◆ Task objective:
When the string "earring" occurs in a line of the records, show that line.

(Data items)

%%

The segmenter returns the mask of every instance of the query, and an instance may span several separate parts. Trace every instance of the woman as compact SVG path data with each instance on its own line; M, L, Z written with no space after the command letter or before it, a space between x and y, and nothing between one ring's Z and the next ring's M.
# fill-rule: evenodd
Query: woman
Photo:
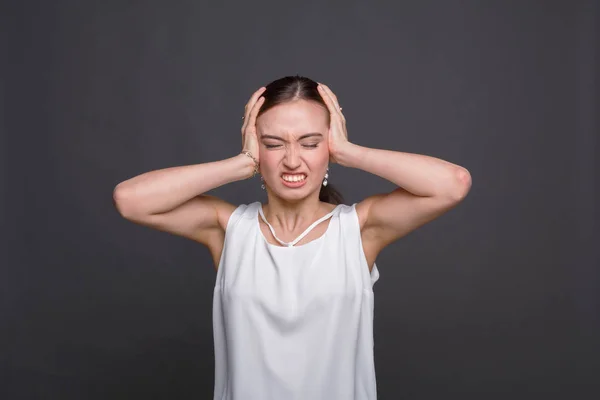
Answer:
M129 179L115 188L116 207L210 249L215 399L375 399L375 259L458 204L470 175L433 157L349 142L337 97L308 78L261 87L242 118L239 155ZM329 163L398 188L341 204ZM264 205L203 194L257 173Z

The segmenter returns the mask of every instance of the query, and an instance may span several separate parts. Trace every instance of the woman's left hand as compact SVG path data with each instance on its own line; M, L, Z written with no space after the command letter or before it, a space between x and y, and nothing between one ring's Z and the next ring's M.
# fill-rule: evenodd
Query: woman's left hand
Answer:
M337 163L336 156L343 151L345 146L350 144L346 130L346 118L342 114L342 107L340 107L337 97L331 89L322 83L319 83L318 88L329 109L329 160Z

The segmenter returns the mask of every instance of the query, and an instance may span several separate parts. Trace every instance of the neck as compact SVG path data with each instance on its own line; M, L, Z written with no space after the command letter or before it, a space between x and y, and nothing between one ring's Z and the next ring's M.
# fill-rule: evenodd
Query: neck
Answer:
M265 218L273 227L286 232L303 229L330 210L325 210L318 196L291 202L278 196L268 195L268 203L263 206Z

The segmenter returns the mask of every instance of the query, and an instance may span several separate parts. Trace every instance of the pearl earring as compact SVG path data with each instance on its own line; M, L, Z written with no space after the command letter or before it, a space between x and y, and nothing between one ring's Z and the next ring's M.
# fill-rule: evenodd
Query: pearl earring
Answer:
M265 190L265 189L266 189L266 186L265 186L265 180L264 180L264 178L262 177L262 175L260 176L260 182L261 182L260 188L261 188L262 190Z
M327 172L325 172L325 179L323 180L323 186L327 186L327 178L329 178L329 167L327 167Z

%%

◆ Answer for this exercise:
The segmenter returns the mask of every instance of the query, and an instance may span several separate parts. Trace every instance of the pearl earring as compact SVG path data with each instance on its own line; M, L, Z written with no space after the command letter or before it, a space between x and y, and nothing between one ring's Z and the next ring's M.
Query: pearl earring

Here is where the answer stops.